- [Problem]
Print the lines below word for word, keeping every character the same.

Source records:
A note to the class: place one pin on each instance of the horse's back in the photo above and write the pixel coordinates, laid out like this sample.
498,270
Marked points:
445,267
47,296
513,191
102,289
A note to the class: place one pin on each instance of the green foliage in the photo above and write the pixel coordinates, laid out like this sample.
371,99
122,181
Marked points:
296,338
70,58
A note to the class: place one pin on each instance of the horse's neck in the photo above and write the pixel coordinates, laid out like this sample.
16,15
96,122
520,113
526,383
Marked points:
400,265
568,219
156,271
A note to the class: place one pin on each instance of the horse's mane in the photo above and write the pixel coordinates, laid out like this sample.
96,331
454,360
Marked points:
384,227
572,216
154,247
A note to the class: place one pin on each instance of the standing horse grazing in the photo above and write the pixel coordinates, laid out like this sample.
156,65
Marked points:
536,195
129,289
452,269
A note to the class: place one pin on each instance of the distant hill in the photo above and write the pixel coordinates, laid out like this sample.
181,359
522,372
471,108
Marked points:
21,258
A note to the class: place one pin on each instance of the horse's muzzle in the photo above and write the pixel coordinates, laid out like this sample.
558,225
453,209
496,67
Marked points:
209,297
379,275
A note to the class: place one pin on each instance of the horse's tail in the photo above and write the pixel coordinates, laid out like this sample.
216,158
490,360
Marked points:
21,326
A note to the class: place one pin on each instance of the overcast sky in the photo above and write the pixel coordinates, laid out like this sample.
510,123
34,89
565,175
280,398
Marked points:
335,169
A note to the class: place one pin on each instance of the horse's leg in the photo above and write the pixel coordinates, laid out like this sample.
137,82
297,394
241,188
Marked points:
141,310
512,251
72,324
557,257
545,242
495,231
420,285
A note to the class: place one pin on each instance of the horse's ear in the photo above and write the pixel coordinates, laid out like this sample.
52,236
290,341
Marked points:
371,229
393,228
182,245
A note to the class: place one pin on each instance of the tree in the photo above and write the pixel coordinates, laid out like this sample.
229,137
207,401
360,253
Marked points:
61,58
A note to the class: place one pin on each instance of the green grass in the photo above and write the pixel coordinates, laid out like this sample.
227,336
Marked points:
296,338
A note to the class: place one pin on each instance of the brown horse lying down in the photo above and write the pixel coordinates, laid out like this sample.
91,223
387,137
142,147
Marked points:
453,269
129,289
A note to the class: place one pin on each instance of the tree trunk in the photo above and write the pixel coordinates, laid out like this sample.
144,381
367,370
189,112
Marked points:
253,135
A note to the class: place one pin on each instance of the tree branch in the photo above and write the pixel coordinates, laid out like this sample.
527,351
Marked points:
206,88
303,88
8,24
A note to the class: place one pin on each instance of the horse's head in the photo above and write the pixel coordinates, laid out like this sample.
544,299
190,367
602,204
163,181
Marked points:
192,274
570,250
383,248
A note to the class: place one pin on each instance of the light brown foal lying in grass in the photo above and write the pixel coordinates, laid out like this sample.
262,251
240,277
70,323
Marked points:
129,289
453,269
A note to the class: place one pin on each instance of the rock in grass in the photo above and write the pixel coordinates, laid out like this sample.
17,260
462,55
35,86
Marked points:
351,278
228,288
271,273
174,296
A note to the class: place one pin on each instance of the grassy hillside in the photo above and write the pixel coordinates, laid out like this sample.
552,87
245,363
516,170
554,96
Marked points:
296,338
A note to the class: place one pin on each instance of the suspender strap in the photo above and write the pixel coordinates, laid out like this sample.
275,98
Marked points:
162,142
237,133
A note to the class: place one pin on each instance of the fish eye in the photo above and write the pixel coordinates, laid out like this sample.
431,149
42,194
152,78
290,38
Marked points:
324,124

- [Answer to the exercise]
A note to the class: place one pin on each instance of the horse's back in the photo above and write the pixel coordinates, laid out like this sample.
498,270
Marked points:
445,267
47,296
513,191
102,289
A note to the class: place one pin on each instance of the green foliage in the photo above and write the pixel coordinates, laid out like this sample.
371,99
122,181
Marked points:
296,338
70,58
A note to the class: place one pin on each instance of the horse's neck in the photo above and write the pixel coordinates, laid out like this sample.
16,15
96,122
520,113
526,383
Marked points:
400,265
568,219
156,271
A note to the class: place one pin on each instance of the horse's mane in the photo above and write the pixel coordinates, laid out like this sample.
96,331
454,360
Marked points:
384,227
572,216
154,247
A note to the class: place one pin on each instance of the standing horse grazing in the photo above and write the pixel coordinates, laid out like this sample.
156,65
Marked points:
536,195
129,289
452,269
A note to the class: place one pin on each instance of the distant hill in the photo above and write the pixel coordinates, laid out like this sample.
181,359
522,372
471,108
Marked points:
21,258
A note to the class: place one pin on each instance of the horse's muzzle in the photo above and write the pixel coordinates, laid out like this sample.
558,225
453,209
496,67
Marked points:
209,297
379,275
A note to the class: place one pin on each instance of the horse's tail in the photo above and write the pixel coordinates, laid out like this sample.
216,158
490,360
Marked points:
21,326
A note to the class: place one pin on each instance of the overcast sky in the photo above and write the pixel coordinates, laid out like this sample.
510,123
34,89
565,175
280,398
Marked points:
335,169
A note to the class: place one pin on each instance of the horse's leg in the photo above and write the pixel coordinates, laid out like this sample.
137,82
297,394
241,188
Marked points:
141,310
512,251
72,324
557,257
545,242
495,231
420,285
A note to the class: place one pin on each instance of the horse's ear in the photo above and write the pixel coordinates, laid out like this sample.
52,236
290,341
Marked points:
371,229
393,228
182,245
A note to the class: place one pin on each instance of the tree in the photo above and write the pixel coordinates, laid out like this sample.
229,137
207,401
360,253
Marked points:
61,58
A note to the class: place one pin on each instance of the green grass in the photo above and write the pixel coordinates, laid out like this sample.
227,336
Marked points:
296,338
A note to the class: place one pin on each instance of the brown horse lying down in the photo above and write the pixel coordinates, laid out like this sample.
91,223
387,137
142,147
Marked points:
453,269
129,289
A note to the class: place one pin on each instance of the tree trunk in the photo above and write the pixel coordinates, laid out like this sample.
144,381
367,370
189,112
Marked points:
253,135
A note to the class: place one pin on each instance of the tree branch in the photo above and write the pixel coordinates, laid out like this sample.
527,351
Marked points:
206,88
303,88
8,24
A note to the class: place one pin on each instance of the horse's head in the photo above and write the pixel coordinates, laid out like this sample.
544,299
190,367
602,204
163,181
Marked points:
192,274
570,250
383,248
A note to the class: place one pin on each instance of the light brown foal lying in grass in the photo above and write the pixel coordinates, laid out like this sample.
262,251
240,277
70,323
Marked points:
129,289
453,269
A note to the class: place one pin on each instance of the rock in grass in the photo above and write the pixel coordinates, laid out like this sample.
17,260
462,55
35,86
Marked points:
351,278
228,288
271,273
174,296
A note to the class: place one pin on each instance of the grassy hillside in the photo above and write the pixel coordinates, laid out like this sample.
552,87
245,363
516,170
554,96
Marked points:
296,338
A note to the class: place one pin on each instance of the suspender strap in the photo above and write the pixel coordinates, laid out like this sample.
275,98
Marked points:
162,142
237,133
A note to the class: place one pin on each instance of the fish eye in the photo above and write the pixel coordinates, laid out like this sample.
431,149
42,194
152,78
290,38
Marked points:
324,124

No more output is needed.